■ The exercise: Copy the items from the line containing "Please identify the red" through the last line of the items, substituting "image" for every "photograph" and changing nothing else.

═══ Data in this exercise

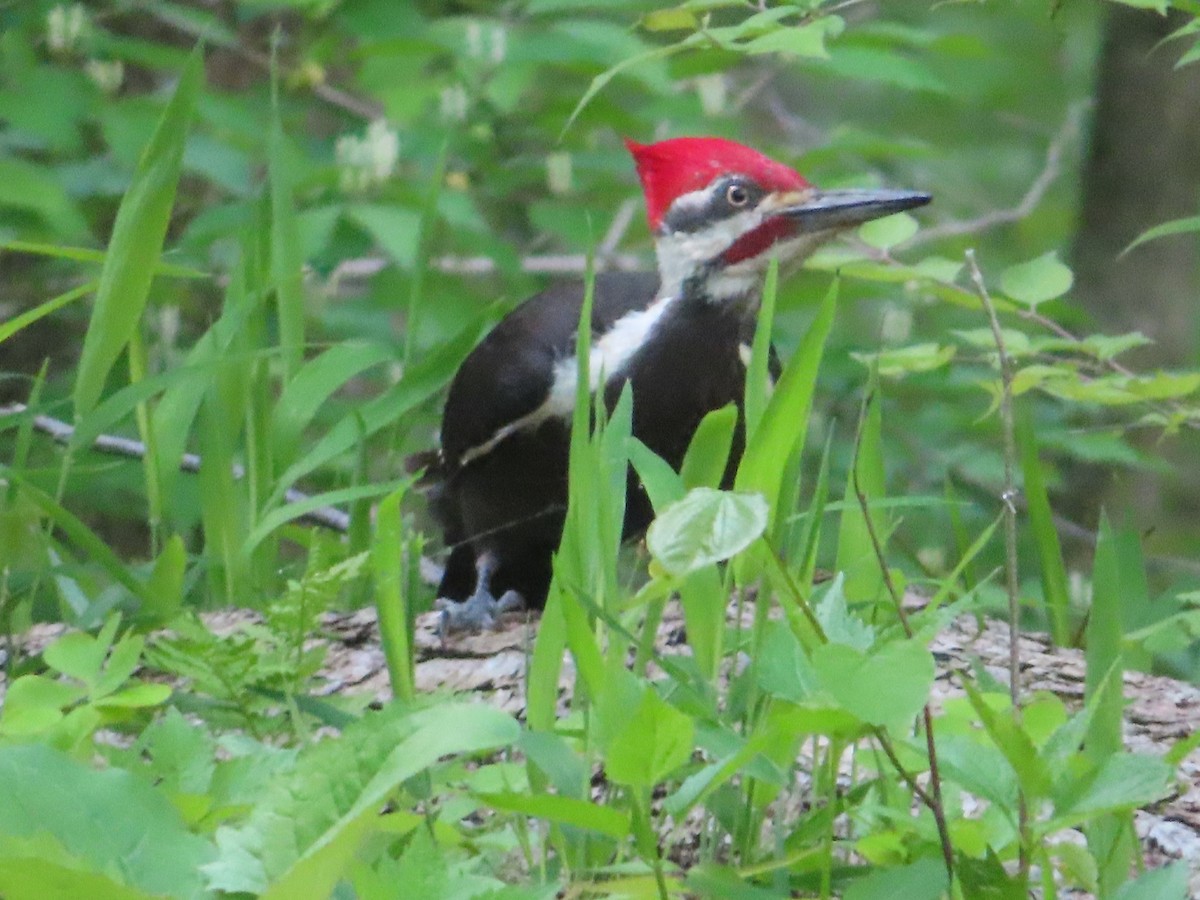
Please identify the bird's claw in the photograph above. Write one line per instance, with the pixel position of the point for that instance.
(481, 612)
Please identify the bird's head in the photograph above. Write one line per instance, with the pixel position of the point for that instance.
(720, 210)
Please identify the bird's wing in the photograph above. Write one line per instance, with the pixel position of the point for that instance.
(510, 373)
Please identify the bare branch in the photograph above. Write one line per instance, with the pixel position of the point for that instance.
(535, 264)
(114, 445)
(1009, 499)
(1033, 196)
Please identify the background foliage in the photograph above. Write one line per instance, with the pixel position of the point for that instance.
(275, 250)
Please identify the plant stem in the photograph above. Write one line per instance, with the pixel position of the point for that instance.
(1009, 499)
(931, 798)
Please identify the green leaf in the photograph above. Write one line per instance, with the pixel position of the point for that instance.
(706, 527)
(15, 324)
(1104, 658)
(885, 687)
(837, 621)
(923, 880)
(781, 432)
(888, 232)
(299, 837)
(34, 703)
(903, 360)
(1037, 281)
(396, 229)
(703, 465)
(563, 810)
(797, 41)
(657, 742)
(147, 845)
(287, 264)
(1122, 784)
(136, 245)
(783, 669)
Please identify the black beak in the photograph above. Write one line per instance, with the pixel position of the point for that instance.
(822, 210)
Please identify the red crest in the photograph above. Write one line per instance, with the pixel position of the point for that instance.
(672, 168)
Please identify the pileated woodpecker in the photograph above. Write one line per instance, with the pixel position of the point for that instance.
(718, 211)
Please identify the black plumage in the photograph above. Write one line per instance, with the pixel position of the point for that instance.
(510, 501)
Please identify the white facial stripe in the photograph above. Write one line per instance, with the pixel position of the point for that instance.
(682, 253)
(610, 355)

══════

■ Worked answer:
Please identify the red crest in the image above. Write one line per instance, with the pixel position of the point for that instance.
(672, 168)
Please identify the pileated woodpecker in the image above. Write one line per instance, with the pixel position of the point for that instance.
(718, 211)
Please identify the black plumage in the image above. Write one line per instance, with the pixel position of the point for that instance.
(510, 501)
Please identify the white facial stripe in the image above. Write one line per instance, with the pixel position of the point for that instance.
(682, 253)
(610, 355)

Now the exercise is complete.